[Input material]
————

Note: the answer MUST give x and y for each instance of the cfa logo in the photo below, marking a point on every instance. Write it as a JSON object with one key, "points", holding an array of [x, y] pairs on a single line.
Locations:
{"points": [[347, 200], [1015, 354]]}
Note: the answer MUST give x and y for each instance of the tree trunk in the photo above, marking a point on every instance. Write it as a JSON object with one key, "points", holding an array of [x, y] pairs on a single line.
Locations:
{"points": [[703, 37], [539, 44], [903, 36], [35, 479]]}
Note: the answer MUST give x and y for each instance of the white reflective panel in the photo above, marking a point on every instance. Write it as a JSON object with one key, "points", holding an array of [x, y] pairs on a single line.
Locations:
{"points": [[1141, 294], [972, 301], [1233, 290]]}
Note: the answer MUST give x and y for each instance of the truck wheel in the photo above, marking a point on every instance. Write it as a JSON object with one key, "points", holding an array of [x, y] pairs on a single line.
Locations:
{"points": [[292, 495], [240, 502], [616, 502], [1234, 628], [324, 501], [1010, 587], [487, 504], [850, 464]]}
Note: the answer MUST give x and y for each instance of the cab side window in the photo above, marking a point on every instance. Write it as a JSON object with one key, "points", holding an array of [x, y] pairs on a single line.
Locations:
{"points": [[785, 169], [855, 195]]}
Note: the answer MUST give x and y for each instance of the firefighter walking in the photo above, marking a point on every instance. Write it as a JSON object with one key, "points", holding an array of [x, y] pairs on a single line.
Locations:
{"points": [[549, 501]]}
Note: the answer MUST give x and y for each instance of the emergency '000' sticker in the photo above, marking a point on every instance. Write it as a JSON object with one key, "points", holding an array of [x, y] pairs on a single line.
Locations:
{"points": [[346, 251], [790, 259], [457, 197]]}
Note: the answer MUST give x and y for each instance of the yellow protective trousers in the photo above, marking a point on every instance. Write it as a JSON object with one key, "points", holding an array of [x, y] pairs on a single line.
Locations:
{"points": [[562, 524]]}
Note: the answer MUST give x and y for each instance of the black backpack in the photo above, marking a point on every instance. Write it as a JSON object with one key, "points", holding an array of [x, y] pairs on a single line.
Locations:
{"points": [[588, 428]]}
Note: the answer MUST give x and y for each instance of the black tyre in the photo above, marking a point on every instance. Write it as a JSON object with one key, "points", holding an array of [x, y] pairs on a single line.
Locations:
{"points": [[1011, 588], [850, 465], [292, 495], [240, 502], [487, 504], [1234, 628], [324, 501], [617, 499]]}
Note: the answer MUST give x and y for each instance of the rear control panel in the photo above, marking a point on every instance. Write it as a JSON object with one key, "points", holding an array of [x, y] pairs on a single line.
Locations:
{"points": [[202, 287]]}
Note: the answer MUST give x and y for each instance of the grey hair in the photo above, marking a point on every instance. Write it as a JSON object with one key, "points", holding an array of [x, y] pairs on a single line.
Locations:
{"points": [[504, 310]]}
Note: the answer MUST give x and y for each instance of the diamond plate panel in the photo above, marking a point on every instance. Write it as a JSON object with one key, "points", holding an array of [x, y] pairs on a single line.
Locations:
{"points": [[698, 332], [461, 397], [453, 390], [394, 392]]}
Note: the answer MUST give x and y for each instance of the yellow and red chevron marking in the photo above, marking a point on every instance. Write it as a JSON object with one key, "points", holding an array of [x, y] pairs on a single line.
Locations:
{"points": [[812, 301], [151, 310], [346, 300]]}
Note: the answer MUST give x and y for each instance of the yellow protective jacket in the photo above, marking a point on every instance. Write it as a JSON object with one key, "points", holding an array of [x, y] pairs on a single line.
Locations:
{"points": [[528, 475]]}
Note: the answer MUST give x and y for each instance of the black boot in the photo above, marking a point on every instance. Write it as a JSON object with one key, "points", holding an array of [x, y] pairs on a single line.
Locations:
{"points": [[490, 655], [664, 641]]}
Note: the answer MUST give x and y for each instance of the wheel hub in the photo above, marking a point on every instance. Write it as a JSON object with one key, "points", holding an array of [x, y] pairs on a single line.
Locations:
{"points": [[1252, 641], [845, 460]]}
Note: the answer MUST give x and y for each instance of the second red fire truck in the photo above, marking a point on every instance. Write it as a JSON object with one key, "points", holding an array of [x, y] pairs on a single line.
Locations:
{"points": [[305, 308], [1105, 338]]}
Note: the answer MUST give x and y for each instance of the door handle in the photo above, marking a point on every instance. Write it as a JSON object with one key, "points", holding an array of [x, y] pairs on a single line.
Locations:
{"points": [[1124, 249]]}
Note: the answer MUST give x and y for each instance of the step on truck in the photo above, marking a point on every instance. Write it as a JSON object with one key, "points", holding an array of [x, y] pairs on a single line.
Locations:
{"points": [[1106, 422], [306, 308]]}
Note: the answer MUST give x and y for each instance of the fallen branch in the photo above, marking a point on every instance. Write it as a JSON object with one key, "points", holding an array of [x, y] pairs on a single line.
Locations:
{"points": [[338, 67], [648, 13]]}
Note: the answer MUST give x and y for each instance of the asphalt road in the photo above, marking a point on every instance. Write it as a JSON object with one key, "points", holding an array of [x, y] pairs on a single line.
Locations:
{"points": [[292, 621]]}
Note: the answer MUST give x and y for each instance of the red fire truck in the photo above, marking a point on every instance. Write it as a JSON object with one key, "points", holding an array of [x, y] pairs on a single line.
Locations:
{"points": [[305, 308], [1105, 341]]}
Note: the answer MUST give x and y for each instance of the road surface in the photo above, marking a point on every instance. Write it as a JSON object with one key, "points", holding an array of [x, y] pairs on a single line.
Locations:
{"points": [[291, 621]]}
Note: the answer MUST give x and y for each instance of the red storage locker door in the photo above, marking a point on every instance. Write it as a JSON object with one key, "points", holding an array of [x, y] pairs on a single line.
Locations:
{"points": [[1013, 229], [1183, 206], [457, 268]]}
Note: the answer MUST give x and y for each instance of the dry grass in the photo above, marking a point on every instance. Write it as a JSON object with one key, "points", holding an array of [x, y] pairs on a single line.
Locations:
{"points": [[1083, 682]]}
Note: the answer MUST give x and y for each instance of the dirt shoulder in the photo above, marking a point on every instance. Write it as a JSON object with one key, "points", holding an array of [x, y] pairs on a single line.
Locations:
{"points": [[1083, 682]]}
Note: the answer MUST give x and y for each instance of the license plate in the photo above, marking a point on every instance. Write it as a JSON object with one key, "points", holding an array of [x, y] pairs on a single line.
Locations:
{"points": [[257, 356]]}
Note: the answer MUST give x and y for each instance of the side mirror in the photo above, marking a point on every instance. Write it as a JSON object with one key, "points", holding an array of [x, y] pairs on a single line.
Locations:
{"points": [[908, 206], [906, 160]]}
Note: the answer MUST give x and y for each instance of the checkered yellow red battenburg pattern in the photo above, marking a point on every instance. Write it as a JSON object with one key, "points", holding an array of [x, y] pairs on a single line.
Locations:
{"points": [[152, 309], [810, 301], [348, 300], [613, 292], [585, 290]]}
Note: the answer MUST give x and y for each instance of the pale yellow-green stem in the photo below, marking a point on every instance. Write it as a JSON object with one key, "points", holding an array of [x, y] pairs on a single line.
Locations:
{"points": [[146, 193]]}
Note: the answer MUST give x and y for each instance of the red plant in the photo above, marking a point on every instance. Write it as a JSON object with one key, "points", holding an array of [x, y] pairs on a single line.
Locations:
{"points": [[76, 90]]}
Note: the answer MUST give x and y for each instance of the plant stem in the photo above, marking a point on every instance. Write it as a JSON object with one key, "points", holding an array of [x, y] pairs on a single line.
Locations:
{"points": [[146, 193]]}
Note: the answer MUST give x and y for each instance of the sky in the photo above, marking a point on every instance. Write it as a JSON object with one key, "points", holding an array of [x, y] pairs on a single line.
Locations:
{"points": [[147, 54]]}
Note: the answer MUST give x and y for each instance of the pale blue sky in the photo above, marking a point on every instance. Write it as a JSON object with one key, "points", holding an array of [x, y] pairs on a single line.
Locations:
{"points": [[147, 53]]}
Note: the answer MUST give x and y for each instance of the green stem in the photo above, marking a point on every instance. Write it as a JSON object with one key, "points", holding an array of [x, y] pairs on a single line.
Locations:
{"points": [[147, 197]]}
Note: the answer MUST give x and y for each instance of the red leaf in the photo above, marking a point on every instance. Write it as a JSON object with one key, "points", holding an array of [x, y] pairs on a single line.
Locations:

————

[Required task] Write out again, exactly, the lines from the one holding "the pale yellow-green" through the end of the listing, with both ends included.

[Exercise solution]
Note: the answer MUST give x and y for each instance of the pale yellow-green stem in the photo below, marking a point on every instance. Write it as a JSON object with one key, "points", holding an array of [x, y] pairs on a single line.
Locations:
{"points": [[146, 193]]}
Note: the answer MUST give x and y for each instance of the red plant in the photo above, marking a point on every instance. Write it as a JSON object with one key, "points", holding an array of [x, y] pairs on a single line.
Locations:
{"points": [[76, 90]]}
Note: the answer MUST give x and y for each instance of the plant stem in the photo above, marking a point on every instance. Write it as a JSON object with one key, "points", holding an array of [x, y] pairs on a single line.
Locations:
{"points": [[146, 193]]}
Note: the answer MUST give x and y for each instance of the sky in the photo above, marking a point on every instance. Write it as a JSON object with one key, "points", holding an array of [x, y] pairs on a single line.
Locations:
{"points": [[147, 54]]}
Note: the answer MUST give x and y for each instance of the pale blue sky in the photo above, marking a point on every instance. Write it as a JSON object with one key, "points", holding an array of [x, y] pairs on a single line.
Locations:
{"points": [[147, 53]]}
Note: the answer MUST give x and y for each instance of the green stem in the photo above, marking a point on every instance. Write it as a JSON object with one key, "points", holding an array of [x, y] pairs on a single line.
Locations:
{"points": [[147, 197]]}
Note: the answer MUST give x and y for each instance of the red leaf in the photo above, marking a point on every instance. Write it as a JSON object with one key, "points", holding an array of [x, y] pairs on a single line.
Locations:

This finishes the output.